The data below is to be returned in full and exactly.

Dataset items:

*****

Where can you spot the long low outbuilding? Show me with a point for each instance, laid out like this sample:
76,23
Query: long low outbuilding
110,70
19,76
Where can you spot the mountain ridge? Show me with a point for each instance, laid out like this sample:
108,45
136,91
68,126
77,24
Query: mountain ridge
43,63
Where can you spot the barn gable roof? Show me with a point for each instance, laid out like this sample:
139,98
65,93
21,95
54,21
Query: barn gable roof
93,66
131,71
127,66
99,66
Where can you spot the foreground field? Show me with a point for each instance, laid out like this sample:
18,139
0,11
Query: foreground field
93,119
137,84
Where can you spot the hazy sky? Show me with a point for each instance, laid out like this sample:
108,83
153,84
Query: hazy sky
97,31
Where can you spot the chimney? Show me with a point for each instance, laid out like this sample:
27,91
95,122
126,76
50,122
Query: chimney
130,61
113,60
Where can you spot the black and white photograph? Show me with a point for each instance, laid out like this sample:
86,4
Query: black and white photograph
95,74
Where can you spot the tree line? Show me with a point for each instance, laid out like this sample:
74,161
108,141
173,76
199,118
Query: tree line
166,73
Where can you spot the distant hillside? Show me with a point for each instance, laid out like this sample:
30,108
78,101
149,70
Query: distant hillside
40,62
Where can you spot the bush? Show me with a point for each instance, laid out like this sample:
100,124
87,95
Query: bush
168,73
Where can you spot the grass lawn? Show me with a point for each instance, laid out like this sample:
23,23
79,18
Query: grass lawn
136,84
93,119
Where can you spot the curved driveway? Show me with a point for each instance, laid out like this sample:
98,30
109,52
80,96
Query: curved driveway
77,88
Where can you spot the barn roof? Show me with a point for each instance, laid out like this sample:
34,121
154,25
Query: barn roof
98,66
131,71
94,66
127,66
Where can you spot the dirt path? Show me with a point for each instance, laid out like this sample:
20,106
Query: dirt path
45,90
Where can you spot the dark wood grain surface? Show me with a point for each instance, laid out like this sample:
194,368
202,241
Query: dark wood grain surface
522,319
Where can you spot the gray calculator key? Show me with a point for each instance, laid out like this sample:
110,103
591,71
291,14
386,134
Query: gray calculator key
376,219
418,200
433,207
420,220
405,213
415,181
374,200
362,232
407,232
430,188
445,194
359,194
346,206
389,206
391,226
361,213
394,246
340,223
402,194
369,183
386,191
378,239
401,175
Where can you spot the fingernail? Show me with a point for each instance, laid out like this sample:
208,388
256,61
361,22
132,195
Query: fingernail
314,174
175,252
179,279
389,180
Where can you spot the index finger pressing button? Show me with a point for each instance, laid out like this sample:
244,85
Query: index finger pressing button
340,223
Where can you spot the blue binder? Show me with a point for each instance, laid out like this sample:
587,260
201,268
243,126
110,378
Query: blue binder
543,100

*****

Final answer
Where can you spot the long low outbuilding? Show me with a point for each instance, laid out like this sample:
76,23
Query: long low outbuilding
110,70
19,76
Where can you spot the mountain ridge? Show me with a point for each instance, laid out like this sample:
108,45
136,91
68,126
77,24
Query: mountain ridge
43,63
Where can you spot the barn gable roof? Show me with a point for each instance, laid out like this sample:
139,98
65,93
21,95
54,21
Query: barn gable roof
93,66
131,71
127,66
99,66
Where can you spot the foreground field? Show me with a point for each instance, laid out like this sample:
18,139
0,11
Query: foreground field
93,119
137,84
Where can you spot the hazy sky? Show me with a point for each instance, laid out like this sample:
108,83
153,84
Query: hazy sky
97,31
Where can you spot the chimney? Show me with a point for each instance, laid out like this sample:
27,91
95,122
126,76
50,122
Query: chimney
130,61
113,60
Where can you spot the black and white photograph? Show me with a point for each instance, laid out like this sample:
86,4
Query: black and white photograph
95,74
Where can you spot the tree line? Show me with a point for each instance, laid out like this sample:
74,161
108,141
173,76
199,118
Query: tree line
166,73
Where can you spot the distant hillside? Show me with a point for each instance, laid out like this sample:
30,108
78,101
149,70
Query: distant hillside
40,62
Where can you spot the bush? Show me with a point for each instance, laid out like this sample:
100,124
87,95
Query: bush
168,73
Where can you spot the grass lawn? Show me with a point for each instance, laid out like this sample:
23,23
79,18
Query: grass lawn
136,84
93,119
Where can you spot the curved driveway? Show me with a point for each instance, laid out like this sample:
98,30
109,52
80,96
Query: curved driveway
77,88
Where can you spot the barn roof? Show me with a point for each instance, laid out like this sample:
34,121
154,25
Query: barn roof
98,66
131,71
94,66
127,66
Where can you spot the dirt path? Show me with a point for each instance, laid out like this sample:
20,106
Query: dirt path
45,90
Where can you spot the dark wood grain surface? Show me with a point for each instance, laid out like this sample:
194,368
202,241
Query: dark wood grain surface
522,319
Where can you spot the gray calculator key? Show me with a point for each instance, laid out like this sample:
110,103
591,71
291,14
386,134
Query: gray calculator key
376,219
418,200
433,207
420,220
405,213
415,181
374,200
362,232
407,232
430,188
445,194
359,194
346,206
389,206
391,226
361,213
394,246
340,223
402,194
369,183
386,191
378,239
401,175
Where can you spot the fingernail? Show me with a point for each instance, laid out like this sample:
208,388
256,61
361,22
132,195
Query: fingernail
314,174
175,252
179,279
389,180
Where can you spot the index finger pressing button? Show me with a point for each instance, laid out like this sample:
244,85
Query: index finger pressing button
340,223
Where can you spot the blue binder? Show me with a point for each instance, laid out like this sample:
587,260
201,268
243,126
110,378
Query: blue binder
543,100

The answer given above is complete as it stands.